Extracted data entries
::::::::::
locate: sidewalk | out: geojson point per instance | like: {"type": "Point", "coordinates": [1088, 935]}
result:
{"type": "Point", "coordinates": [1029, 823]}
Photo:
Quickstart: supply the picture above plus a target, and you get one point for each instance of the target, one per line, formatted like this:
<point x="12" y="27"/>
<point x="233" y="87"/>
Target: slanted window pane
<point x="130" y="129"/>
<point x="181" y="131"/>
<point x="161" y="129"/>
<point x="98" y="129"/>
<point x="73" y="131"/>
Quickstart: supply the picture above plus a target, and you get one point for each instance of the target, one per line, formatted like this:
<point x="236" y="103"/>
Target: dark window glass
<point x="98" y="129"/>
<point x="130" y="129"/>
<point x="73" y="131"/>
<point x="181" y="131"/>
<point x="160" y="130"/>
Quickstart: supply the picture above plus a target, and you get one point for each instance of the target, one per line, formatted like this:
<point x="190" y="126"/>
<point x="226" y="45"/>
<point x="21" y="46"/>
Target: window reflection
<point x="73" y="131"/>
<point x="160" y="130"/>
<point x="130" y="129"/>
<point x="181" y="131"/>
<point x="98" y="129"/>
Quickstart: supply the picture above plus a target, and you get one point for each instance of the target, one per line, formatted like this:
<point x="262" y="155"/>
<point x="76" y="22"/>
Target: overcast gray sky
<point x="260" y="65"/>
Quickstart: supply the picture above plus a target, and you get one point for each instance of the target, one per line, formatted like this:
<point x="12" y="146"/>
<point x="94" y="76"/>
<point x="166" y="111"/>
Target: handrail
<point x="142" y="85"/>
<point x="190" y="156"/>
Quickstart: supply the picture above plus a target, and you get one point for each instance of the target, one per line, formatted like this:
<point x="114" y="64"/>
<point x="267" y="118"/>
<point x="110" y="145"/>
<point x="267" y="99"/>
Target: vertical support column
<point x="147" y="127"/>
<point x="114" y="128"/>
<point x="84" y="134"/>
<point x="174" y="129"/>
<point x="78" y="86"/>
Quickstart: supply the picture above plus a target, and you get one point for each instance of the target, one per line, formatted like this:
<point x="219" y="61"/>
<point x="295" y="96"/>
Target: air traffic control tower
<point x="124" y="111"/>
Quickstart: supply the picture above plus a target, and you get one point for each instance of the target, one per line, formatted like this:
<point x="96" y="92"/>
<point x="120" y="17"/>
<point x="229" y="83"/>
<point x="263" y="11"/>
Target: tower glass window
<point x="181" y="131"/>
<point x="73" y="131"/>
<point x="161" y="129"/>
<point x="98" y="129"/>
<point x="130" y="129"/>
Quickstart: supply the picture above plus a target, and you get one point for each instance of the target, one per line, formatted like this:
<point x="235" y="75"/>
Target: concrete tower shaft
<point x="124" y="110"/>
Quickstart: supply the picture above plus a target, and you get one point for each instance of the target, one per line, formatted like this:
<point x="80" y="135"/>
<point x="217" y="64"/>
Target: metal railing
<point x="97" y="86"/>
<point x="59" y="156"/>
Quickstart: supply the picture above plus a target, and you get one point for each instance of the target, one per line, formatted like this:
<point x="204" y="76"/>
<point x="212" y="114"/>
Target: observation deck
::::::::::
* **Brief**
Give an exact copy of all the data shown above.

* **Solution for this problem**
locate: sidewalk | out: geojson point per instance | like: {"type": "Point", "coordinates": [1088, 935]}
result:
{"type": "Point", "coordinates": [1029, 823]}
Photo:
Quickstart: supply the picture above plus a target, and you get one point for each instance of the target, one per line, formatted like this:
<point x="12" y="27"/>
<point x="233" y="87"/>
Target: slanted window pane
<point x="130" y="129"/>
<point x="181" y="131"/>
<point x="161" y="129"/>
<point x="98" y="129"/>
<point x="73" y="131"/>
Quickstart: supply the picture above plus a target, and you get one point for each instance of the target, one per line, formatted like this:
<point x="236" y="103"/>
Target: dark window glass
<point x="98" y="129"/>
<point x="130" y="129"/>
<point x="73" y="131"/>
<point x="181" y="131"/>
<point x="160" y="130"/>
Quickstart: supply the picture above plus a target, and you get one point for each instance of the target, one per line, formatted like this:
<point x="190" y="126"/>
<point x="226" y="45"/>
<point x="21" y="46"/>
Target: window reflection
<point x="73" y="131"/>
<point x="160" y="130"/>
<point x="130" y="129"/>
<point x="181" y="131"/>
<point x="98" y="129"/>
Quickstart: supply the picture above plus a target, and you get one point for each instance of the target, one per line, formatted like this:
<point x="262" y="155"/>
<point x="76" y="22"/>
Target: overcast gray sky
<point x="260" y="65"/>
Quickstart: supply the picture above plus a target, and you get one point for each instance of the target, one per line, formatted like this:
<point x="12" y="146"/>
<point x="94" y="76"/>
<point x="166" y="111"/>
Target: handrail
<point x="142" y="85"/>
<point x="190" y="156"/>
Quickstart: supply the picture above plus a target, and you get one point for each instance of the target, one per line, formatted like this:
<point x="114" y="64"/>
<point x="267" y="118"/>
<point x="110" y="145"/>
<point x="267" y="99"/>
Target: vertical support column
<point x="147" y="127"/>
<point x="114" y="128"/>
<point x="84" y="134"/>
<point x="174" y="129"/>
<point x="78" y="86"/>
Quickstart: supply the picture above plus a target, and you get one point for each instance of the target, one per line, formatted like this:
<point x="219" y="61"/>
<point x="295" y="96"/>
Target: air traffic control tower
<point x="124" y="111"/>
Quickstart: supply the picture above plus a target, and you get one point for each instance of the target, one per line, formatted like this:
<point x="96" y="92"/>
<point x="120" y="17"/>
<point x="229" y="83"/>
<point x="263" y="11"/>
Target: tower glass window
<point x="181" y="131"/>
<point x="73" y="131"/>
<point x="161" y="129"/>
<point x="98" y="129"/>
<point x="130" y="129"/>
Quickstart: supply the picture above plus a target, and you get one point for each instance of the target, one per line, formatted like this:
<point x="235" y="75"/>
Target: concrete tower shaft
<point x="124" y="110"/>
Quickstart: supply the picture above plus a target, and you get one point for each instance of the target, one per line, formatted like this:
<point x="80" y="135"/>
<point x="217" y="64"/>
Target: metal railing
<point x="97" y="86"/>
<point x="59" y="156"/>
Quickstart: supply the picture above plus a target, and you get one point for each instance of the target, one per line, formatted like this:
<point x="204" y="76"/>
<point x="212" y="114"/>
Target: observation deck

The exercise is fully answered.